PROVIDED PASSAGE:
## BEGIN
Feature #13040
closedgrep can leverage bmg in more cases
100%
Description
In the internal implementation, there are basically two engines that are used by grep:
1. regcomp(3C) and regexec(3C)
2. Boyer-Moore-Gosper algorithm (bmg)
Right now the use of the bmg algorithm is limited to fgrep with certain constraints, such as a single pattern, not using the -i
or -v
flag, etc. However, there are a large number of grep and egrep patterns that don't have any special characters that imply things in a regular expression. As such, if we encounter a pattern that doesn't use any of the special characters, then this dramatically reduces the cost of grep.
For example, if you take a look at some of the cases of #12825, there are a few pessimal cases. While the current bmg algorithm doesn't handle -v, if we use the two examples provided by Jonathan and Periklis, we can see some dramatic improvements. In this case the ./grep
invocation is the one that has enabled this.
## END
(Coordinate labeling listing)
## BEGIN
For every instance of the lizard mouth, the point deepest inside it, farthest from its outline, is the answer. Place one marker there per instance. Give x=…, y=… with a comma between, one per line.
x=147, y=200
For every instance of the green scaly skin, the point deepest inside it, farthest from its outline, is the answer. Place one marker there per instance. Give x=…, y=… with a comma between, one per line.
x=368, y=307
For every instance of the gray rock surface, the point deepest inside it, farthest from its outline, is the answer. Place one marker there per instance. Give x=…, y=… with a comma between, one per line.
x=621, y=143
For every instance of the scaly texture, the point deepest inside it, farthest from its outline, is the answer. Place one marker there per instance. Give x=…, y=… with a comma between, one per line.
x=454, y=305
## END
## BEGIN
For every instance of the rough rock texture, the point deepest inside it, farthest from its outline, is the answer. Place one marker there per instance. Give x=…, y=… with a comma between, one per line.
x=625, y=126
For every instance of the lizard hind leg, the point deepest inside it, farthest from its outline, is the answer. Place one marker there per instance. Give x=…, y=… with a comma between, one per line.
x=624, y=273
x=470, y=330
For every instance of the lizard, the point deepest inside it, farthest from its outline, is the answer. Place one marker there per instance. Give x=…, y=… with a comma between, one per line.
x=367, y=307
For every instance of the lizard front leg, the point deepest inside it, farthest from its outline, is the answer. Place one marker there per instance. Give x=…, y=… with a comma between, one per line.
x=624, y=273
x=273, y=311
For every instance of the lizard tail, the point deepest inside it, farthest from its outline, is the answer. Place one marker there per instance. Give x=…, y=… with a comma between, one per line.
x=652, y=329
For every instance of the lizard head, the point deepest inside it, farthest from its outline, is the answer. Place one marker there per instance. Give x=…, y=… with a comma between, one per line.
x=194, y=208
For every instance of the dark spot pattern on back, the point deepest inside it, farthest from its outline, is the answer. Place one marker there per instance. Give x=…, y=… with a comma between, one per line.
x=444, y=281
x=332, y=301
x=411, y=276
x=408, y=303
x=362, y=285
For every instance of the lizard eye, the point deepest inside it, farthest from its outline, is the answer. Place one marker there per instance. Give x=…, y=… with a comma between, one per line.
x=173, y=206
## END
AIM OF THE EXERCISE:
Answer these from the feature description:
1. What two engines does grep use internally?
2. Which tool is the bmg algorithm currently limited to?
3. Which invocation is the one that has the change enabled?
Rely only on the feature description when answering, not on the listing.

EXERCISE ANSWER:
1. regcomp(3C) and regexec(3C), and the Boyer-Moore-Gosper algorithm (bmg).
2. fgrep.
3. The ./grep invocation.